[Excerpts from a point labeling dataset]

§ §

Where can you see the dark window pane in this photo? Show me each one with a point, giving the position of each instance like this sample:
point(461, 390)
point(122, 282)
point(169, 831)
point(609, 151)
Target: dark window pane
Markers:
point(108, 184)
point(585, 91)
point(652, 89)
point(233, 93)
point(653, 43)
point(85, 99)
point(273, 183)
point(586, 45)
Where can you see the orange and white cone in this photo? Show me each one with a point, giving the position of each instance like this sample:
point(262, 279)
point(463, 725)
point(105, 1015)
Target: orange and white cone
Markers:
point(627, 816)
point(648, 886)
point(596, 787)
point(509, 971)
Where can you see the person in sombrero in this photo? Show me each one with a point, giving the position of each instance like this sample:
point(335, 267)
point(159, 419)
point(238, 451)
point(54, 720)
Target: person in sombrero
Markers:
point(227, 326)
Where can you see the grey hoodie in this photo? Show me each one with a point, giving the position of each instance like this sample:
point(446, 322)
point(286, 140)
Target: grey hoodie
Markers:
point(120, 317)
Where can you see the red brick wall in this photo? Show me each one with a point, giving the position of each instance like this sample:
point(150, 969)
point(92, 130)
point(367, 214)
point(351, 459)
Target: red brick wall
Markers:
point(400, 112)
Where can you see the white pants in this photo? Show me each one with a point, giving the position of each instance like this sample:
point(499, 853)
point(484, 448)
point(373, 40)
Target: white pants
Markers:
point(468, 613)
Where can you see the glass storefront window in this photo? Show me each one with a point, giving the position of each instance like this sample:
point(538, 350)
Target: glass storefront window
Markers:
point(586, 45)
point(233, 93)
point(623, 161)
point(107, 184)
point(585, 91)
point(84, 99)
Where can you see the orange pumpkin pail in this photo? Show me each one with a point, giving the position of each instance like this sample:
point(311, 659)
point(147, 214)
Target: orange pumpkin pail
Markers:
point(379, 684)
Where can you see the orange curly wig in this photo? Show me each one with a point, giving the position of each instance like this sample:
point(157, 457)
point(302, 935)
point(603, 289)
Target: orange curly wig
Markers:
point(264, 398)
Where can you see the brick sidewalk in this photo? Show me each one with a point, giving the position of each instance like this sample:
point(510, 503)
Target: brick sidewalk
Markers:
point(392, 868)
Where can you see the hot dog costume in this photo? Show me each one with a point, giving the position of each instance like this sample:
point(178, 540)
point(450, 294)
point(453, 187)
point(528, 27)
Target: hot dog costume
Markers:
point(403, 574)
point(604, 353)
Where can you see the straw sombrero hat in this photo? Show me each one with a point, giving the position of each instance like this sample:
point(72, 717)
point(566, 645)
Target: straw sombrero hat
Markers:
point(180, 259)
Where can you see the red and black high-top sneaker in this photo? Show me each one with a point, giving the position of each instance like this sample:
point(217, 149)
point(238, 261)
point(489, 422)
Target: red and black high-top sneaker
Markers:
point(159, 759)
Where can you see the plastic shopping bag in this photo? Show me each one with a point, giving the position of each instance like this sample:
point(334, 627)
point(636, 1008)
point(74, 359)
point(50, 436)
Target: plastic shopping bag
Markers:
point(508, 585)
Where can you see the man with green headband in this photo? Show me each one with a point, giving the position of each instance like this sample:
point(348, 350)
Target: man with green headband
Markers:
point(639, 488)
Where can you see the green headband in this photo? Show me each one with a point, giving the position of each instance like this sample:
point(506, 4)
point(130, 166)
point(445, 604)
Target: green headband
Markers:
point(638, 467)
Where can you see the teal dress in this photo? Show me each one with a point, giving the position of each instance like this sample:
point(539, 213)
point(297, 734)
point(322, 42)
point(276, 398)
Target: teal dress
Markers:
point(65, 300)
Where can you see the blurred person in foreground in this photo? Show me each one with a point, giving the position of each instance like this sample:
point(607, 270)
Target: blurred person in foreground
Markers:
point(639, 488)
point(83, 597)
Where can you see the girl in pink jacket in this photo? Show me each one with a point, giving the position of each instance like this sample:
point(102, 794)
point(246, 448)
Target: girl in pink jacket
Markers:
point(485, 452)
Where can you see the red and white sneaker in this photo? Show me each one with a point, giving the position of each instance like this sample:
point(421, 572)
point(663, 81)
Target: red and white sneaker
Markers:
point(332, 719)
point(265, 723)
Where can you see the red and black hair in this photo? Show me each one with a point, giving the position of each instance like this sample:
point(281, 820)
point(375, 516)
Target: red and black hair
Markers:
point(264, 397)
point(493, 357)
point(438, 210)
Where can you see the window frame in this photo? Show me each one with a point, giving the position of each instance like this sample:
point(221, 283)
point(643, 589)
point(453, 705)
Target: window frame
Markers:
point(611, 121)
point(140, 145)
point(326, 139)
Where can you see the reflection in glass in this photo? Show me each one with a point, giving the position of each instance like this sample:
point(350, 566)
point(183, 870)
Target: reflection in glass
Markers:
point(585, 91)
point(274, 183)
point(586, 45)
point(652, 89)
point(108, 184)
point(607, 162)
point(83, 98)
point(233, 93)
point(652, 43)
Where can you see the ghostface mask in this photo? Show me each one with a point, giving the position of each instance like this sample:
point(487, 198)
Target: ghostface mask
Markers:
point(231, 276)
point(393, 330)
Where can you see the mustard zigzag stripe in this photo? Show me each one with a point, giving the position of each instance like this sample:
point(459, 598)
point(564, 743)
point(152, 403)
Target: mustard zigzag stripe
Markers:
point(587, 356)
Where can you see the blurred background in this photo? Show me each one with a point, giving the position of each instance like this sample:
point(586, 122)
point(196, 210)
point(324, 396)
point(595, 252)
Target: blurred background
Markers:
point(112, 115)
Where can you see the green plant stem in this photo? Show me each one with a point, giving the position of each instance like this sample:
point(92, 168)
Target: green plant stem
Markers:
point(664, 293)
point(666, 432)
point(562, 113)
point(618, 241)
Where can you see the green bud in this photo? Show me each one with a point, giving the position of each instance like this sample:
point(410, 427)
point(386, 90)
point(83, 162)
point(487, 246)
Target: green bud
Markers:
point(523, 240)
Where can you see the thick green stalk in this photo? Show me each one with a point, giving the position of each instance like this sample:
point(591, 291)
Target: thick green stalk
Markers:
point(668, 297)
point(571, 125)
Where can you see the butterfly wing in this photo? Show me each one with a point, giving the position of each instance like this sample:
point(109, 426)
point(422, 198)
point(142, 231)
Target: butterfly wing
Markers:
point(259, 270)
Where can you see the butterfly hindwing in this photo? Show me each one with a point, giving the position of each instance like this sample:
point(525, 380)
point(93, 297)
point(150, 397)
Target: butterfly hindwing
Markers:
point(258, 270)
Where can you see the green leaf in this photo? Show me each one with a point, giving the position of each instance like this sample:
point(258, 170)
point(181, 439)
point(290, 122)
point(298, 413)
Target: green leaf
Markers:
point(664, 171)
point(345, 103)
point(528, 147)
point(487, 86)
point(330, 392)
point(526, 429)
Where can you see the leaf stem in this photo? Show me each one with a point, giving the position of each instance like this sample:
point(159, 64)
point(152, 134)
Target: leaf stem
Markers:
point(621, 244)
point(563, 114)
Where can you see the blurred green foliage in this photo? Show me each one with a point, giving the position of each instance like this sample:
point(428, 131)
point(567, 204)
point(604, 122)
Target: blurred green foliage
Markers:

§ §

Task directions: Copy the items verbatim, starting from the line with "Where can you see the red and black high-top" up to and including the line with "point(508, 585)".

Final result:
Where can you see the red and black high-top sneaker in this photo? Show me each one with a point, giving the position of each instance like this sample:
point(217, 149)
point(238, 261)
point(489, 422)
Target: red and black high-top sneaker
Markers:
point(159, 759)
Where can you see the plastic shopping bag in this photo? Show me each one with a point, giving the position of each instance like this sample:
point(334, 627)
point(636, 1008)
point(74, 359)
point(50, 436)
Target: plastic shopping bag
Markers:
point(508, 585)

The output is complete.